## START Given records
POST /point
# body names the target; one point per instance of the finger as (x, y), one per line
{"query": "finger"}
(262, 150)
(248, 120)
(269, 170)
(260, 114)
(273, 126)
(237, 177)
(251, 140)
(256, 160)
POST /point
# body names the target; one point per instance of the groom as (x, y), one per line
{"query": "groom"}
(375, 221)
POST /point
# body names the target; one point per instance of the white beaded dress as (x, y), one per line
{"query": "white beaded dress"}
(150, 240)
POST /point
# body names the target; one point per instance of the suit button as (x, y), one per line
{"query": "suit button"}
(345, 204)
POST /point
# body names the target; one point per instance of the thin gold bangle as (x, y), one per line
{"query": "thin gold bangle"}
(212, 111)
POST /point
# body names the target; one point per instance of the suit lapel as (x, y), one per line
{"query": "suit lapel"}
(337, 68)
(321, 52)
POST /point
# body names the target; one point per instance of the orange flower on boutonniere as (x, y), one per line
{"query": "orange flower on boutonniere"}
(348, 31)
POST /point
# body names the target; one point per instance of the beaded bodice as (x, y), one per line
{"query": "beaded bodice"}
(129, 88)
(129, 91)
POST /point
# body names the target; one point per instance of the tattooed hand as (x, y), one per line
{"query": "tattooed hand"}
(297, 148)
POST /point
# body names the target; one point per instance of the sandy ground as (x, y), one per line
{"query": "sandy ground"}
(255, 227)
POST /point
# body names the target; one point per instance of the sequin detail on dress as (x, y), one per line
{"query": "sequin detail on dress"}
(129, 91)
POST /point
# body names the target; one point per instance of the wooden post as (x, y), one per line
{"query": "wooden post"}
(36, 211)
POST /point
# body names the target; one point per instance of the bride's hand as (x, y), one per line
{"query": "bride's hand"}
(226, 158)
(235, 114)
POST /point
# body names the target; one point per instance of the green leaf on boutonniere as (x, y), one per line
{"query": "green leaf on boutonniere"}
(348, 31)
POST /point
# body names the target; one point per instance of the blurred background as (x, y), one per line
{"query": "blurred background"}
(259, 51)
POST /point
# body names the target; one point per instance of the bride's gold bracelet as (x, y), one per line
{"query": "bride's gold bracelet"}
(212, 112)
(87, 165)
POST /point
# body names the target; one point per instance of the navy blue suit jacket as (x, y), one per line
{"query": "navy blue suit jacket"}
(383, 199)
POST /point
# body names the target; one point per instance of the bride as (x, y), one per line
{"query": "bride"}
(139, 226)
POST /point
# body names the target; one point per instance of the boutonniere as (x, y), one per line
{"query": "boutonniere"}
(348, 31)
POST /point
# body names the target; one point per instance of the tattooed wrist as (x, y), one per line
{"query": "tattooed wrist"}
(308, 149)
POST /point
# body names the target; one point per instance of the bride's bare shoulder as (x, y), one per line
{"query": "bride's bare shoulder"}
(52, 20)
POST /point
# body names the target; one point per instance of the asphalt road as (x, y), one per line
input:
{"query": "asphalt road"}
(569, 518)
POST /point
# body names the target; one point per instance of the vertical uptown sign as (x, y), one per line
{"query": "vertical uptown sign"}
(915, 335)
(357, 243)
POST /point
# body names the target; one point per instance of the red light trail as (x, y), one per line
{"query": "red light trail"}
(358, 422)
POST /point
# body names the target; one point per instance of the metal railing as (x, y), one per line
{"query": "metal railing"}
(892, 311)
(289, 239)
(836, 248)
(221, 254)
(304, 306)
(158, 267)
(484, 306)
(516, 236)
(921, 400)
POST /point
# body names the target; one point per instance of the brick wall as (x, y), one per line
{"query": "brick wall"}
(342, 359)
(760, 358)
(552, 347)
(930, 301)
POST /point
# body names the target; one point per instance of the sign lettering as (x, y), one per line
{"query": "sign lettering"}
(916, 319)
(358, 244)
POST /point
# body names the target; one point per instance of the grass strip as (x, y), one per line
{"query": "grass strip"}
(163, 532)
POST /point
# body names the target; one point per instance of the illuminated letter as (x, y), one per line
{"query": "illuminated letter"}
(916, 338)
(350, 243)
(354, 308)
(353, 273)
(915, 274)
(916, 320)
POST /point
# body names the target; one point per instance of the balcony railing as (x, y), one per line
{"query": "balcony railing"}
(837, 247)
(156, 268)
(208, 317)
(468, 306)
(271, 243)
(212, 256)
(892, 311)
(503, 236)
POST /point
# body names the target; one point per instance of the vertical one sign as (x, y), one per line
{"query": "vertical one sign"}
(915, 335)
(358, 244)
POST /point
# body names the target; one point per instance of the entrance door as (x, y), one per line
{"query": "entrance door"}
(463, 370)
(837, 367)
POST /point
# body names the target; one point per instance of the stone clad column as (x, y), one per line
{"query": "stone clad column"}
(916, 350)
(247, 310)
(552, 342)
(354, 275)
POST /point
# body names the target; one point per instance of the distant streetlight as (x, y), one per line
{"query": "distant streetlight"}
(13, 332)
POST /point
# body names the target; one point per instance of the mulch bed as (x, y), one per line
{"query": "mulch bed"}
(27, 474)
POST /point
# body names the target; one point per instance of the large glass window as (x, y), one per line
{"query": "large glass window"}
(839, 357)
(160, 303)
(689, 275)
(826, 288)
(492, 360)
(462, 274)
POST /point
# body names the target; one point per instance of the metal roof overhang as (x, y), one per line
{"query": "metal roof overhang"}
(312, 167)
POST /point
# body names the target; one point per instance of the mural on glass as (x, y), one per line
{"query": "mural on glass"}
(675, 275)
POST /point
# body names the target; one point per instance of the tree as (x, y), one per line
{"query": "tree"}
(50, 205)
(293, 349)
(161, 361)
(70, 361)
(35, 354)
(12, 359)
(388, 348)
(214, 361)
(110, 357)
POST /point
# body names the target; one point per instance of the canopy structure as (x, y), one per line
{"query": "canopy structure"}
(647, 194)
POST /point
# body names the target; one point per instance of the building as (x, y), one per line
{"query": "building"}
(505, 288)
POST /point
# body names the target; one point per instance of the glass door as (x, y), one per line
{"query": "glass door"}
## END Given records
=== Task instructions ===
Filter the material above and return every line that contains the string "blurred", treating case as significant.

=== Answer to the task ===
# body names the target; one point per instance of the blurred background as (x, y), one per line
{"query": "blurred background"}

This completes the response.